(Photo-based point labeling data)

• • •

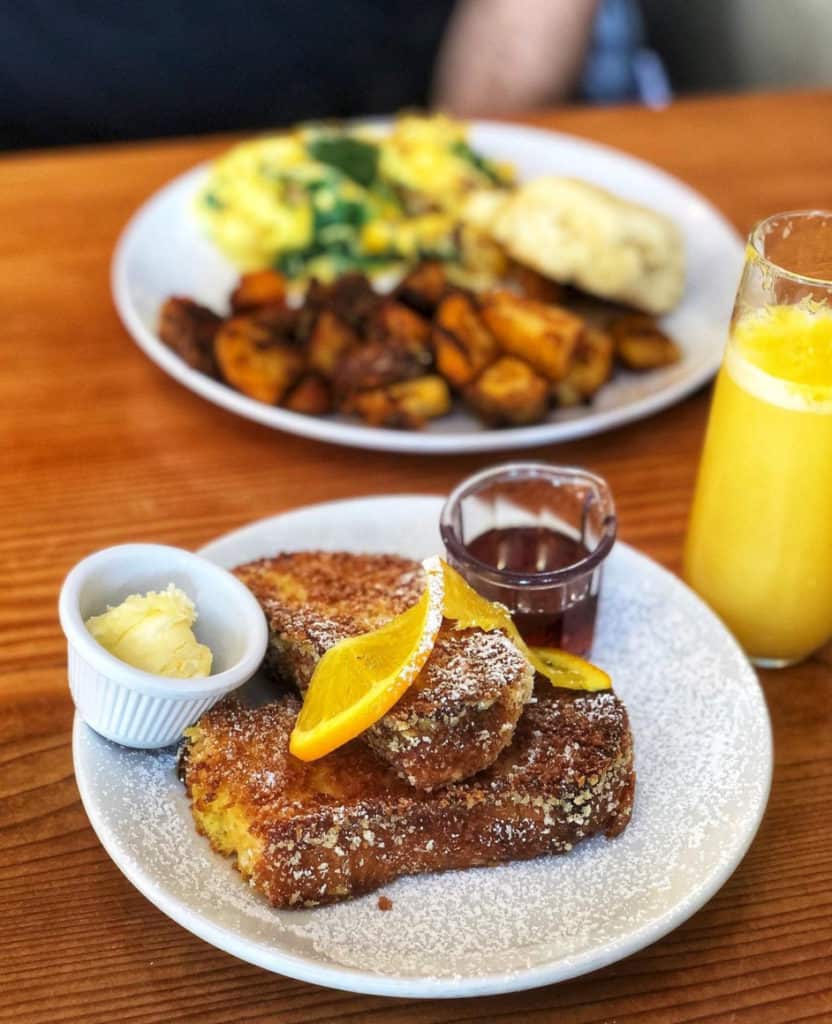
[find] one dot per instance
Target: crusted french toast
(305, 834)
(461, 711)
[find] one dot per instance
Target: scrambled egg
(323, 200)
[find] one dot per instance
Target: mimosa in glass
(759, 544)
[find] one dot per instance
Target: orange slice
(358, 680)
(562, 669)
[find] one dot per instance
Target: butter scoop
(154, 632)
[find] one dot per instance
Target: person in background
(90, 71)
(500, 56)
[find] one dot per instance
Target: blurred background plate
(163, 252)
(703, 758)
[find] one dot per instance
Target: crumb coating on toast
(305, 834)
(462, 710)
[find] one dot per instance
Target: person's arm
(506, 55)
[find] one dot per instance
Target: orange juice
(759, 545)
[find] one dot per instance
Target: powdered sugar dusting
(703, 757)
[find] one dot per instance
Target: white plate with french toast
(164, 252)
(703, 762)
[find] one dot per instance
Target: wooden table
(99, 446)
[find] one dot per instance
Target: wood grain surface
(99, 446)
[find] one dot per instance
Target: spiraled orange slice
(562, 669)
(358, 680)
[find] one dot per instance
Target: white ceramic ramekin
(139, 709)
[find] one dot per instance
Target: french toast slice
(462, 709)
(305, 834)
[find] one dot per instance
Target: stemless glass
(534, 538)
(759, 542)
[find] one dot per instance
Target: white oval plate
(163, 252)
(703, 753)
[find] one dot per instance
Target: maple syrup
(531, 550)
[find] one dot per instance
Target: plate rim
(360, 981)
(382, 438)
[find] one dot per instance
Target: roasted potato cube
(544, 336)
(310, 395)
(394, 323)
(532, 285)
(251, 360)
(189, 329)
(407, 406)
(508, 392)
(350, 297)
(452, 359)
(378, 364)
(423, 288)
(462, 343)
(259, 288)
(331, 337)
(640, 345)
(591, 367)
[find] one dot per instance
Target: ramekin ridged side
(126, 716)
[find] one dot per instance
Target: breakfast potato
(407, 404)
(591, 368)
(640, 345)
(377, 364)
(543, 336)
(508, 393)
(351, 297)
(423, 288)
(310, 395)
(330, 338)
(259, 288)
(394, 323)
(189, 329)
(252, 360)
(462, 343)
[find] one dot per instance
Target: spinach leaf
(352, 157)
(487, 167)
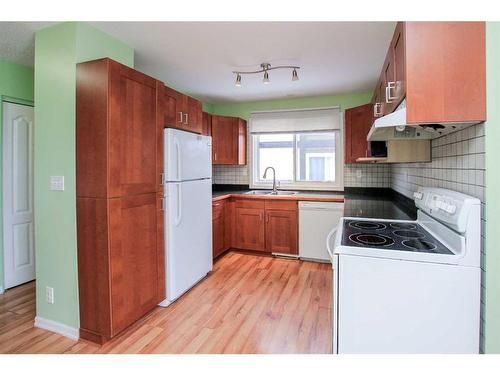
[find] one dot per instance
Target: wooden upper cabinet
(445, 72)
(181, 111)
(393, 72)
(119, 157)
(358, 121)
(282, 231)
(399, 52)
(194, 116)
(206, 123)
(228, 140)
(116, 131)
(132, 128)
(170, 99)
(440, 67)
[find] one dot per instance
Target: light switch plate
(57, 183)
(49, 295)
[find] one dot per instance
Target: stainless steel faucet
(274, 178)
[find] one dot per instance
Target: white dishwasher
(316, 220)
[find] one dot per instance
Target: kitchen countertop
(301, 196)
(376, 203)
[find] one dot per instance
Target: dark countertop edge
(404, 203)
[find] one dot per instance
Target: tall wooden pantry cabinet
(119, 219)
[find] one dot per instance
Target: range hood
(393, 126)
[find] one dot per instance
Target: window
(302, 159)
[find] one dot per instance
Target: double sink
(270, 192)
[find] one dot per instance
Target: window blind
(295, 121)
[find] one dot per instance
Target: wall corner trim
(56, 327)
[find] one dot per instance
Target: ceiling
(198, 57)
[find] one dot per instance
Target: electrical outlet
(49, 295)
(57, 183)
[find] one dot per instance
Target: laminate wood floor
(248, 304)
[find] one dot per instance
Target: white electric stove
(409, 286)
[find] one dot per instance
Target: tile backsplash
(231, 174)
(366, 175)
(457, 164)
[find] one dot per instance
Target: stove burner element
(403, 226)
(371, 239)
(408, 234)
(367, 225)
(419, 244)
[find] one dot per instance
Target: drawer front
(281, 205)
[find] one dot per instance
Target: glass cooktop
(391, 236)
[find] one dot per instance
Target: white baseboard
(62, 329)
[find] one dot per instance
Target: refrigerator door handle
(178, 216)
(178, 154)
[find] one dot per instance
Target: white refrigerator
(188, 211)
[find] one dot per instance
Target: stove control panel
(448, 206)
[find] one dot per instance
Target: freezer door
(188, 235)
(188, 156)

• • •

** Aim **
Quote the data exactly, leaving every image out of the copy.

** Response to this task **
[find] one dot per instance
Target: crusted french toast
(305, 834)
(461, 711)
[find] one dot per instance
Target: scrambled egg
(323, 200)
[find] one dot per instance
Target: mimosa in glass
(759, 544)
[find] one dot per instance
Target: orange slice
(358, 680)
(562, 669)
[find] one dot per instance
Target: butter scoop
(154, 632)
[find] one dot per instance
Target: person in background
(90, 71)
(500, 56)
[find] one dot per instance
Target: blurred background plate
(163, 252)
(703, 758)
[find] one dot per instance
Target: crumb coating on toast
(305, 834)
(462, 710)
[find] one dot per instance
Target: person's arm
(506, 55)
[find] one dot per instance
Target: orange juice
(759, 545)
[find] one dot per instance
Target: powdered sugar dusting
(703, 757)
[find] one dot per instance
Target: white plate with french toast
(164, 252)
(703, 762)
[find] one dot per instance
Target: wooden table
(99, 446)
[find] one dot per instance
Target: wood grain surface
(99, 446)
[find] one dot per instance
Target: spiraled orange slice
(562, 669)
(358, 680)
[find] one dot per instance
Target: white ceramic ramekin
(139, 709)
[find] one dot per instance
Target: french toast slice
(462, 709)
(305, 834)
[find] one dot per instance
Target: stemless glass
(534, 538)
(759, 542)
[find] one dot per instance
Target: white oval plate
(163, 252)
(703, 753)
[find] one dot per instance
Target: maple syrup
(531, 550)
[find] one dot per instance
Target: plate rim
(360, 981)
(382, 438)
[find] one dot per instance
Target: roasted potato cube
(544, 336)
(310, 395)
(394, 323)
(532, 285)
(251, 360)
(189, 329)
(407, 406)
(508, 392)
(350, 297)
(452, 359)
(378, 364)
(423, 288)
(462, 343)
(259, 288)
(331, 337)
(640, 345)
(591, 367)
[find] one dot per instance
Target: ramekin ridged side
(126, 716)
[find] one dot per instance
Target: breakfast potato
(407, 404)
(591, 368)
(640, 345)
(377, 364)
(543, 336)
(508, 393)
(351, 297)
(423, 288)
(310, 395)
(330, 338)
(259, 288)
(394, 323)
(189, 329)
(252, 360)
(462, 343)
[find] one dot per instance
Target: spinach leaf
(352, 157)
(487, 167)
[find] one dot per instance
Target: wooden upper cabinet
(445, 72)
(181, 111)
(393, 72)
(119, 157)
(358, 121)
(282, 231)
(399, 52)
(194, 116)
(206, 123)
(228, 140)
(116, 131)
(132, 128)
(170, 99)
(440, 67)
[find] one dot per instance
Target: light switch plate
(57, 183)
(49, 295)
[find] one dot per instance
Target: stainless steel faucet
(274, 178)
[find] one dot per instance
Target: white dishwasher
(316, 220)
[find] one dot per instance
Target: kitchen countertop
(301, 196)
(376, 203)
[find] one dot per instance
Target: dark countertop edge
(404, 203)
[find] one dot per instance
Target: tall wooden pantry cabinet
(119, 219)
[find] one dot per instance
Target: range hood
(393, 126)
[find] one dot per instance
Target: window
(302, 159)
[find] one dot per instance
Target: double sink
(270, 192)
[find] one dot per instance
Target: window blind
(295, 121)
[find] one dot per instance
Target: wall corner trim
(56, 327)
[find] one dot per instance
Target: ceiling
(198, 57)
[find] one dot per instance
Target: electrical outlet
(49, 295)
(57, 183)
[find] one dot per instance
Target: laminate wood floor
(248, 304)
[find] one dot per instance
Target: white electric stove
(409, 286)
[find] one dot per instance
Target: tile backsplash
(231, 174)
(366, 175)
(457, 164)
[find] one dot per instance
Target: stove burner element
(403, 226)
(371, 239)
(408, 234)
(367, 225)
(419, 244)
[find] one dot per instance
Target: drawer front
(281, 205)
[find] one dot per instance
Target: glass cooktop
(391, 236)
[find] one dot per instance
Target: white baseboard
(62, 329)
[find] one dot per instance
Target: refrigerator door handle
(178, 216)
(178, 154)
[find] one dot per instance
Target: white refrigerator
(188, 211)
[find] one dot per instance
Target: stove control panel
(448, 206)
[find] one dot per instance
Target: freezer door
(188, 235)
(188, 156)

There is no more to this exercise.